■ STATED TASK ■
Answer these questions from the variable interest entities note below:
(a) In what month and year did the FASB issue FIN No. 46?
(b) In what year were the agreements with SPE lessors for Palo Verde Unit 2 entered into, and how many lessors were there?
(c) Had one of the specified events occurred as of March 31, 2003, about how much debt would have had to be assumed?

■ EXCERPTED TEXT ■
====

9. Variable Interest Entities
In January 2003, the FASB issued FIN No. 46, "Consolidation of Variable
Interest Entities." FIN No. 46 requires that we consolidate a VIE if we have a
majority of the risk of loss from the VIE's activities or we are entitled to
receive a majority of the VIE's residual returns or both. A VIE is a
corporation, partnership, trust or any other legal structure that either does
not have equity investors with voting rights or has equity investors that do not
provide sufficient financial resources for the entity to support its activities.
FIN No. 46 is effective immediately for any VIE created after January 31, 2003
and is effective July 1, 2003 for VIEs created before February 1, 2003.
In 1986, we entered into agreements with three separate SPE lessors in
order to sell and lease back interests in Palo Verde Unit 2. The leases are
accounted for as operating leases in accordance with GAAP. Based on our
preliminary assessment of FIN No. 46, we do not believe we will be required to
consolidate the Palo Verde SPEs. However, we continue to evaluate the
requirements of the new guidance to determine what impact, if any, it will have
on our financial statements.
We are exposed to losses under the Palo Verde sale-leaseback agreements
upon the occurrence of certain events that we do not consider to be reasonably
likely to occur. Under certain circumstances (for example, the NRC issuing
specified violation orders with respect to Palo Verde or the occurrence of
specified nuclear events), we would be required to assume the debt associated
with the transactions, make specified payments to the equity participants, and
take title to the leased Unit 2 interests, which, if appropriate, may be
required to be written down in value. If such an event had occurred as of March
31, 2003, we would have been required to assume approximately $285 million of
debt and pay the equity participants approximately $200 million.

====

■ PROVIDED INFORMATION ■
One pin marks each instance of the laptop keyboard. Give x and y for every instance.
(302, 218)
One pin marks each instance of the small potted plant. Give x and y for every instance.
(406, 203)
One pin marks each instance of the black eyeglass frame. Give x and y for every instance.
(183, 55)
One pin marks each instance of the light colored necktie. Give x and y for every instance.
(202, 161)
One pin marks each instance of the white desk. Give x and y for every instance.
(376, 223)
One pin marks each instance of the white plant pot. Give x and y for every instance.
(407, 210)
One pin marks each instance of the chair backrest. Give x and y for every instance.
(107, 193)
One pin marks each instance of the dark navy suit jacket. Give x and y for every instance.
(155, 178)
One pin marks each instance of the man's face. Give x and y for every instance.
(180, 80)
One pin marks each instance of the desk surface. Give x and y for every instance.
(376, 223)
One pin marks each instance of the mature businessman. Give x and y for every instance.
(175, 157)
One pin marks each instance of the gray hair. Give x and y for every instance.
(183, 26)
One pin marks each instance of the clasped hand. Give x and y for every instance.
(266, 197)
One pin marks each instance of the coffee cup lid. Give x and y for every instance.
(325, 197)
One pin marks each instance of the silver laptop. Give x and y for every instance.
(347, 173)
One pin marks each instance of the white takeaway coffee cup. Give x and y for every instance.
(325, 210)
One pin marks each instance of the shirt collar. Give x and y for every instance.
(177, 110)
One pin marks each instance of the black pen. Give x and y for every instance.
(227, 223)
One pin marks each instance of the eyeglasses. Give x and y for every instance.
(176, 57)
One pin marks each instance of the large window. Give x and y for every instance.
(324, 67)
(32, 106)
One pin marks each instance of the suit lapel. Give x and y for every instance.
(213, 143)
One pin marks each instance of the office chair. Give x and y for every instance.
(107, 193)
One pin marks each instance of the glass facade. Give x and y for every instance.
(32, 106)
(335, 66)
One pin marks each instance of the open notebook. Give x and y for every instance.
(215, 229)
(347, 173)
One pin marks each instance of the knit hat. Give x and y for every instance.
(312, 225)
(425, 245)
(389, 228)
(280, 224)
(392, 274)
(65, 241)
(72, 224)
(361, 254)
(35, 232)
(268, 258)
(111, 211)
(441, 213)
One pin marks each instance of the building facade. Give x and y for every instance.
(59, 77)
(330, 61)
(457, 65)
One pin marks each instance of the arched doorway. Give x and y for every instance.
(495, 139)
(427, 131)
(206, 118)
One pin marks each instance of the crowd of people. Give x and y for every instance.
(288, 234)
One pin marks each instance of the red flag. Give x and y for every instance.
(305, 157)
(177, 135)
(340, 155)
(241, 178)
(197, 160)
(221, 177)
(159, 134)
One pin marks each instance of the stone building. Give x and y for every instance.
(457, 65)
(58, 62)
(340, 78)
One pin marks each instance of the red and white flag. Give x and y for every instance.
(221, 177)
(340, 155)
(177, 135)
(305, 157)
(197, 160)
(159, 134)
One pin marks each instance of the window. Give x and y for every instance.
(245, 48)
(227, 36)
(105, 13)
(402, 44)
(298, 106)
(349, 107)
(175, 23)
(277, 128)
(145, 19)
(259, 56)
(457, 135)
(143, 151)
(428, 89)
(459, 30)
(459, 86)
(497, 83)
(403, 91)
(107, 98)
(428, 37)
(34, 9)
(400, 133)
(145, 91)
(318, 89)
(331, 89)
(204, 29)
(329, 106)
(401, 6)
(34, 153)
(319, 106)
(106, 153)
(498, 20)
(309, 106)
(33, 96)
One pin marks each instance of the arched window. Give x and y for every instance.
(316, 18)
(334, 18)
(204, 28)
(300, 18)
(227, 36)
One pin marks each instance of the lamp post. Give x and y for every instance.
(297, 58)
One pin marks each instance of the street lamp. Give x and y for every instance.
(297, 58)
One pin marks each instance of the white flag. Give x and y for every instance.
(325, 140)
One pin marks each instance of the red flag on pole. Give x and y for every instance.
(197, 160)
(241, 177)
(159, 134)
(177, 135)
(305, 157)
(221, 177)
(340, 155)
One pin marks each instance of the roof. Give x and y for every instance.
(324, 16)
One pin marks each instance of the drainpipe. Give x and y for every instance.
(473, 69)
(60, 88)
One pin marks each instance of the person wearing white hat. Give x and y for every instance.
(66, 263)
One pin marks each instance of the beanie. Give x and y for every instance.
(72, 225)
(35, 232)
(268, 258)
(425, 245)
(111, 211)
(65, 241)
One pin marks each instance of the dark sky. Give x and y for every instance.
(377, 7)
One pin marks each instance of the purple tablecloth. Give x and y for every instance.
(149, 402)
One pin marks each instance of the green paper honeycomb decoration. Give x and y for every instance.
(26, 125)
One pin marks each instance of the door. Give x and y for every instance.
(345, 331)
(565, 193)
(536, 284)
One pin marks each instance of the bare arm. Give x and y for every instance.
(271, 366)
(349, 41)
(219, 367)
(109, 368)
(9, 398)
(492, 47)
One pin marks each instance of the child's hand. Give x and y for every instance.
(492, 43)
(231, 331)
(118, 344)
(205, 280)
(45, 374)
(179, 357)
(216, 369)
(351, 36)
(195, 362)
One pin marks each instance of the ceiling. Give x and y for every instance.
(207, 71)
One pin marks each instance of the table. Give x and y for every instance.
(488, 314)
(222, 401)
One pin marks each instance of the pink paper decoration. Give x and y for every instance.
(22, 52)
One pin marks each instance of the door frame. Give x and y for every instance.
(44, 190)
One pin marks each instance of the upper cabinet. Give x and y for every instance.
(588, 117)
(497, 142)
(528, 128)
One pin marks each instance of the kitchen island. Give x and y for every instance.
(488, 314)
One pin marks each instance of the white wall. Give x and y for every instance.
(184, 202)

====

■ RESPONSE BELOW ■
(a) January 2003
(b) 1986, with three separate SPE lessors
(c) Approximately $285 million